Segmentation mask data:
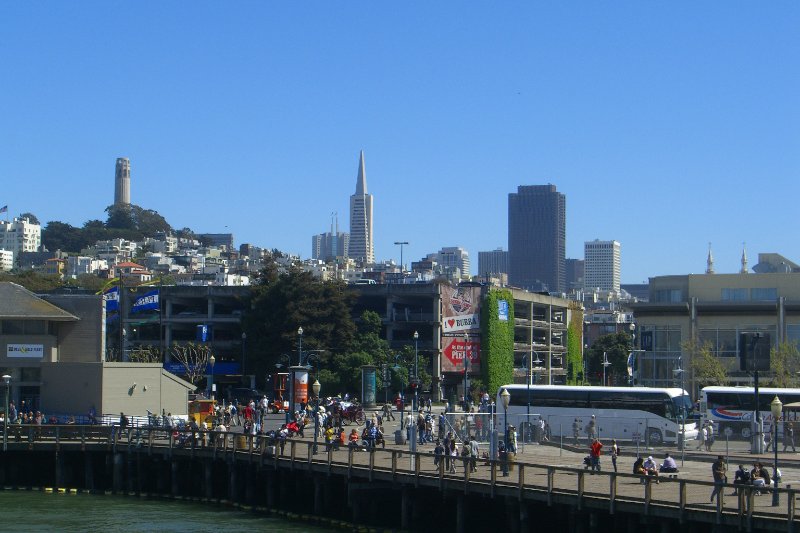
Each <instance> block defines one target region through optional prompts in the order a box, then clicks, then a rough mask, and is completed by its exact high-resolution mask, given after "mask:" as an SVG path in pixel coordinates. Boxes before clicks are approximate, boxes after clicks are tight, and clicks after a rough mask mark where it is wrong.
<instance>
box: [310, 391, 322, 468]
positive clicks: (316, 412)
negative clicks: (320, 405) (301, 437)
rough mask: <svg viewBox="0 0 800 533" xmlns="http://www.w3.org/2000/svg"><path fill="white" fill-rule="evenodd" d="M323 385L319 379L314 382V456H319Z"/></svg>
mask: <svg viewBox="0 0 800 533" xmlns="http://www.w3.org/2000/svg"><path fill="white" fill-rule="evenodd" d="M320 389H322V385H321V384H320V382H319V379H316V380H314V384H313V385H311V390H313V391H314V455H316V454H317V437H319V391H320Z"/></svg>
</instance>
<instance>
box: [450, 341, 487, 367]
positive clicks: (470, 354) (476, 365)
mask: <svg viewBox="0 0 800 533" xmlns="http://www.w3.org/2000/svg"><path fill="white" fill-rule="evenodd" d="M442 354H444V357H442V372H460V373H462V374H463V373H464V355H465V354H467V355H468V356H469V373H470V374H479V373H480V371H481V341H480V340H478V339H474V340H473V339H469V340H467V341H466V342H464V338H463V337H443V338H442Z"/></svg>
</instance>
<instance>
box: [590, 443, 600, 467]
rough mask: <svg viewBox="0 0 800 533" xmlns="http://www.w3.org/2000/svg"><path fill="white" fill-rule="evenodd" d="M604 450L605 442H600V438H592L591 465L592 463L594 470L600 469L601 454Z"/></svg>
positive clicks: (591, 464)
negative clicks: (599, 438) (592, 438)
mask: <svg viewBox="0 0 800 533" xmlns="http://www.w3.org/2000/svg"><path fill="white" fill-rule="evenodd" d="M602 450H603V443H602V442H600V440H599V439H597V438H595V439H593V440H592V444H591V446H589V456H590V457H591V465H592V472H594V471H595V470H597V471H598V472H599V471H600V454H601V453H602Z"/></svg>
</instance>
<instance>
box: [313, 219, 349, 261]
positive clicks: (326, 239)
mask: <svg viewBox="0 0 800 533" xmlns="http://www.w3.org/2000/svg"><path fill="white" fill-rule="evenodd" d="M334 220H335V227H334ZM349 241H350V235H348V234H347V233H343V232H340V231H339V218H338V216H337V215H336V214H335V213H334V214H333V215H332V219H331V231H329V232H328V233H320V234H319V235H314V236H313V237H311V259H319V260H321V261H325V262H328V261H332V260H334V259H336V258H337V257H348V255H347V247H348V244H349Z"/></svg>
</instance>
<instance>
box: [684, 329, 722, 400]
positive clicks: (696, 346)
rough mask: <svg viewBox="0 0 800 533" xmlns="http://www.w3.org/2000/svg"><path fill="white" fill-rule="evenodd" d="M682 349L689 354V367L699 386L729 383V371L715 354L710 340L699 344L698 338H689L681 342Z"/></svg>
mask: <svg viewBox="0 0 800 533" xmlns="http://www.w3.org/2000/svg"><path fill="white" fill-rule="evenodd" d="M681 350H683V353H686V354H689V357H690V359H689V360H690V363H689V367H690V368H691V369H692V375H693V376H694V380H695V381H696V382H697V386H698V388H703V387H707V386H711V385H721V386H724V385H727V384H728V382H729V381H730V379H729V378H728V371H727V370H726V369H725V365H723V364H722V361H720V360H719V358H717V357H715V356H714V354H713V352H712V350H711V343H710V342H706V343H704V344H699V343H698V342H697V341H696V340H693V339H692V340H688V341H686V342H683V343H681Z"/></svg>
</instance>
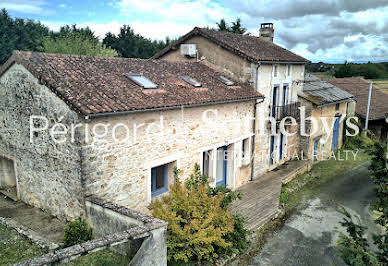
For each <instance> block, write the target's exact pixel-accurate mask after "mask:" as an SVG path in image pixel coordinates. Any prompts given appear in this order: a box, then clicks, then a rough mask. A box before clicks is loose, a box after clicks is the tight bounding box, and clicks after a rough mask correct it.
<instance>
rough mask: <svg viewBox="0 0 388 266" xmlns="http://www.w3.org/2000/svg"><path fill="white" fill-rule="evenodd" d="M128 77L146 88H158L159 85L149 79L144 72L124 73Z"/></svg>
mask: <svg viewBox="0 0 388 266" xmlns="http://www.w3.org/2000/svg"><path fill="white" fill-rule="evenodd" d="M124 76H126V77H127V78H128V79H130V80H131V81H133V82H134V83H136V84H137V85H139V86H141V87H143V88H144V89H156V88H158V85H156V84H155V83H153V82H152V81H151V80H149V79H147V78H146V77H145V76H143V75H142V74H124Z"/></svg>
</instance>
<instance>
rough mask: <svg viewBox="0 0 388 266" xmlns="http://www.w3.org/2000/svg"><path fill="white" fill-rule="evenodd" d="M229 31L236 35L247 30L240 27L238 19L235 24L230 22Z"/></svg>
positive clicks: (240, 33) (239, 20) (241, 27)
mask: <svg viewBox="0 0 388 266" xmlns="http://www.w3.org/2000/svg"><path fill="white" fill-rule="evenodd" d="M231 31H232V32H233V33H237V34H245V33H246V32H247V29H246V28H244V27H243V26H242V25H241V19H240V18H238V19H237V20H236V21H235V22H232V27H231Z"/></svg>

● **Assigned task**
Word for word, restate each line above, minus its pictures.

● **Answer**
Each <instance> block defines one target region through optional prompts in the order a box, then clicks, then a rough mask, and is completed by its exact high-resolution mask, given after "mask:" as an SVG path in pixel coordinates. Boxes before clicks are approximate, boxes after clicks are tight, and clicks after a rough mask mark where it is wrong.
<instance>
box: [310, 391, 322, 468]
positive clicks: (316, 412)
negative clicks: (320, 405) (301, 437)
rough mask: <svg viewBox="0 0 800 533" xmlns="http://www.w3.org/2000/svg"><path fill="white" fill-rule="evenodd" d="M323 385L319 379L314 382V456H319Z"/></svg>
mask: <svg viewBox="0 0 800 533" xmlns="http://www.w3.org/2000/svg"><path fill="white" fill-rule="evenodd" d="M320 389H322V385H321V384H320V382H319V379H316V380H314V384H313V385H311V390H313V391H314V455H316V454H317V437H319V391H320Z"/></svg>
</instance>
<instance>
box: [450, 341, 487, 367]
positive clicks: (470, 354) (476, 365)
mask: <svg viewBox="0 0 800 533" xmlns="http://www.w3.org/2000/svg"><path fill="white" fill-rule="evenodd" d="M442 354H444V357H442V372H460V373H462V374H463V373H464V355H465V354H467V355H468V356H469V373H470V374H479V373H480V371H481V341H480V340H478V339H474V340H473V339H469V340H467V341H466V342H464V338H463V337H443V338H442Z"/></svg>
</instance>
<instance>
box: [590, 443, 600, 467]
rough mask: <svg viewBox="0 0 800 533" xmlns="http://www.w3.org/2000/svg"><path fill="white" fill-rule="evenodd" d="M604 450L605 442H600V438H592L591 465L592 463L594 470L600 469L601 454Z"/></svg>
positive clicks: (591, 464)
negative clicks: (599, 438) (592, 438)
mask: <svg viewBox="0 0 800 533" xmlns="http://www.w3.org/2000/svg"><path fill="white" fill-rule="evenodd" d="M602 450H603V443H602V442H600V440H599V439H597V438H595V439H593V440H592V444H591V446H589V456H590V457H591V465H592V472H594V471H595V470H597V471H598V472H599V471H600V454H601V453H602Z"/></svg>
</instance>
<instance>
box: [313, 219, 349, 261]
positive clicks: (326, 239)
mask: <svg viewBox="0 0 800 533" xmlns="http://www.w3.org/2000/svg"><path fill="white" fill-rule="evenodd" d="M334 220H335V227H334ZM349 241H350V235H348V234H347V233H343V232H340V231H339V218H338V216H337V215H336V214H335V213H334V214H333V215H332V219H331V231H329V232H328V233H320V234H319V235H314V236H313V237H311V259H319V260H321V261H325V262H328V261H332V260H334V259H336V258H337V257H348V255H347V247H348V244H349Z"/></svg>
</instance>
<instance>
box: [684, 329, 722, 400]
positive clicks: (696, 346)
rough mask: <svg viewBox="0 0 800 533" xmlns="http://www.w3.org/2000/svg"><path fill="white" fill-rule="evenodd" d="M682 349L689 354V367L699 386L729 383V371L715 354L710 340L699 344L698 338H689L681 342Z"/></svg>
mask: <svg viewBox="0 0 800 533" xmlns="http://www.w3.org/2000/svg"><path fill="white" fill-rule="evenodd" d="M681 350H683V353H686V354H689V357H690V359H689V360H690V363H689V367H690V368H691V369H692V375H693V376H694V380H695V381H696V382H697V386H698V388H703V387H707V386H711V385H721V386H724V385H727V384H728V382H729V381H730V379H729V378H728V371H727V370H726V369H725V365H723V364H722V361H720V360H719V358H717V357H715V356H714V354H713V352H712V350H711V343H710V342H706V343H704V344H699V343H698V342H697V341H696V340H693V339H692V340H688V341H686V342H683V343H681Z"/></svg>
</instance>
For each <instance> block, write the target's exact pixel-accurate mask after "mask:" as an SVG path in image pixel coordinates. Any prompts given appear in this order: a box, then clicks, then a rough mask. A box before clicks is loose, a box after clicks is the tight bounding box, and clicks after a rough mask correct it.
<instance>
rough mask: <svg viewBox="0 0 388 266" xmlns="http://www.w3.org/2000/svg"><path fill="white" fill-rule="evenodd" d="M128 77L146 88H158L159 85L149 79L144 72L124 73Z"/></svg>
mask: <svg viewBox="0 0 388 266" xmlns="http://www.w3.org/2000/svg"><path fill="white" fill-rule="evenodd" d="M124 76H126V77H127V78H128V79H130V80H131V81H133V82H134V83H136V84H137V85H139V86H141V87H143V88H144V89H156V88H158V85H156V84H155V83H153V82H152V81H151V80H149V79H147V78H146V77H145V76H143V75H142V74H124Z"/></svg>
</instance>
<instance>
rough mask: <svg viewBox="0 0 388 266" xmlns="http://www.w3.org/2000/svg"><path fill="white" fill-rule="evenodd" d="M229 31L236 35L247 30L240 27L238 19L235 24L230 22Z"/></svg>
positive clicks: (240, 33) (239, 20) (241, 27)
mask: <svg viewBox="0 0 388 266" xmlns="http://www.w3.org/2000/svg"><path fill="white" fill-rule="evenodd" d="M231 31H232V32H233V33H237V34H245V33H246V32H247V29H246V28H244V27H243V26H242V25H241V19H240V18H238V19H237V20H236V21H235V22H232V27H231Z"/></svg>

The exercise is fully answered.